__Work instructions__. An exact printout of all the entries is required.

Data excerpts:
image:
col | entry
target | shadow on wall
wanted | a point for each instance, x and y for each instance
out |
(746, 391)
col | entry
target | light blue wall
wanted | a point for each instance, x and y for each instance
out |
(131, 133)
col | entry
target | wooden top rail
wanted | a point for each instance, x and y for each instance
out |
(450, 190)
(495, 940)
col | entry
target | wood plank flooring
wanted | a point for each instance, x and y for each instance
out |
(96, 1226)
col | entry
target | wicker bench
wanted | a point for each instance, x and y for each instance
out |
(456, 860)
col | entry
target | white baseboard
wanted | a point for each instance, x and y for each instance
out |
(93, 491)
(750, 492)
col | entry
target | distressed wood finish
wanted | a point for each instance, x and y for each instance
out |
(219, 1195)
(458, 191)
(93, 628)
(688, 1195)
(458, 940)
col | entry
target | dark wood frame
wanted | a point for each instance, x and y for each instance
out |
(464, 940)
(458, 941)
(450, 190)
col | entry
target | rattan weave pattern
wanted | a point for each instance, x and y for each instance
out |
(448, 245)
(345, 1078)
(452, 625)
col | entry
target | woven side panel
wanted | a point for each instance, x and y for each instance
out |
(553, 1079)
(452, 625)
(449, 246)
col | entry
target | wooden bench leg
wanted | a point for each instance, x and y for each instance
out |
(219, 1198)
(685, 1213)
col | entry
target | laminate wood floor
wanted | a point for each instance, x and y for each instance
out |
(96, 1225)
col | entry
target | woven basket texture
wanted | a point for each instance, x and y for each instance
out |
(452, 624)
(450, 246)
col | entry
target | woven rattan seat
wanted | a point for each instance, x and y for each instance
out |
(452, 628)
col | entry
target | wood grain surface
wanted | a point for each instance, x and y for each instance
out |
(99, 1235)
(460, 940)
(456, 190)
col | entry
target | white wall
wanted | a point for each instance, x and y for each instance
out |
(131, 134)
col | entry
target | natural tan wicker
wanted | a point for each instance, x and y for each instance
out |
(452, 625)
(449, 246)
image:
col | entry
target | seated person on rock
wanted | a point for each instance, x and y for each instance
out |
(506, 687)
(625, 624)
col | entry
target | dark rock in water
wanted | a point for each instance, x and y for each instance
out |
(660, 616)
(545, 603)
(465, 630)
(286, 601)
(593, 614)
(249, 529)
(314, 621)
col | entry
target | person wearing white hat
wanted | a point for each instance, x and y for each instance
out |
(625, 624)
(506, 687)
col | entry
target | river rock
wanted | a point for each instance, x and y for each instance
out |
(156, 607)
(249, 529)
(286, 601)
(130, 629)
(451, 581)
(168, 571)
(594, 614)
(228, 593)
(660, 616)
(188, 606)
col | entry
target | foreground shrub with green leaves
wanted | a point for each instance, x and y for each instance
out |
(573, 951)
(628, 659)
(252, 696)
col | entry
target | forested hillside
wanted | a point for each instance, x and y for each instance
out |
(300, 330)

__Answer box__.
image:
col | entry
target | shadow on wall
wanted | a point for each instance, x and y for each instance
out |
(746, 391)
col | entry
target | light blue wall
wanted | a point for each instance, x and y for each instance
out |
(131, 133)
col | entry
target | wooden top rail
wanted | a point for each instance, x and y for each instance
out |
(450, 190)
(495, 940)
col | entry
target | wood plank flooring
wanted | a point for each instance, x and y for each instance
out |
(96, 1226)
col | entry
target | wicker bench
wanted | a point for each instance, x and y for each instance
out |
(456, 860)
col | entry
target | white baseboard
wanted | a point for each instance, x and y for each instance
out |
(93, 491)
(750, 492)
col | entry
target | distressed wood finish
wanted | a point for each instance, x and y for each instance
out |
(219, 1195)
(458, 191)
(93, 628)
(688, 1195)
(458, 940)
col | entry
target | dark wood frame
wanted | a point for each instance, x and y for each instance
out |
(464, 940)
(458, 941)
(450, 190)
col | entry
target | rattan weave pattern
wanted | a point for each instance, x and y for each instance
out |
(448, 245)
(345, 1078)
(452, 625)
col | entry
target | woven side panel
wanted | a point for each instance, x and y for each instance
out |
(553, 1079)
(452, 625)
(449, 246)
col | entry
target | wooden bench leg
wanted | a point for each instance, x and y for each instance
out |
(219, 1198)
(685, 1213)
col | entry
target | laminate wood floor
wanted | a point for each instance, x and y for each instance
out |
(96, 1225)
col | entry
target | woven basket texture
wanted | a point for each instance, x and y for each instance
out |
(452, 624)
(450, 246)
col | entry
target | woven rattan seat
wanted | a point for each instance, x and y for each instance
out |
(452, 628)
col | entry
target | wood grain surface
wanted | a point for each instance, x and y for each instance
out |
(99, 1235)
(460, 940)
(456, 190)
col | entry
target | white wall
wanted | a point for each instance, x and y for each instance
out |
(131, 134)
col | entry
target | natural tan wicker
wanted | a point for each instance, x and y for each instance
out |
(452, 625)
(449, 246)
image:
col | entry
target | seated person on rock
wanted | a point for each instance, x and y for each instance
out |
(506, 687)
(625, 624)
col | entry
target | dark rock in water
wanted | a point for each instance, x and y for each instance
out |
(660, 616)
(545, 603)
(465, 630)
(286, 601)
(593, 614)
(249, 529)
(314, 621)
col | entry
target | person wearing white hat
wanted | a point for each instance, x and y for each instance
out |
(625, 624)
(506, 687)
col | entry
target | river rock
wanted | a point for each instance, x and y for each instance
out |
(156, 607)
(249, 529)
(286, 601)
(130, 629)
(451, 581)
(168, 571)
(594, 614)
(228, 593)
(660, 616)
(188, 606)
col | entry
target | foreground shrub with green leaves
wanted | a point for each instance, x and y for each instance
out |
(573, 951)
(628, 659)
(252, 696)
col | entry
target | forested hillside
wanted | a point for each instance, x and y for each instance
out |
(300, 330)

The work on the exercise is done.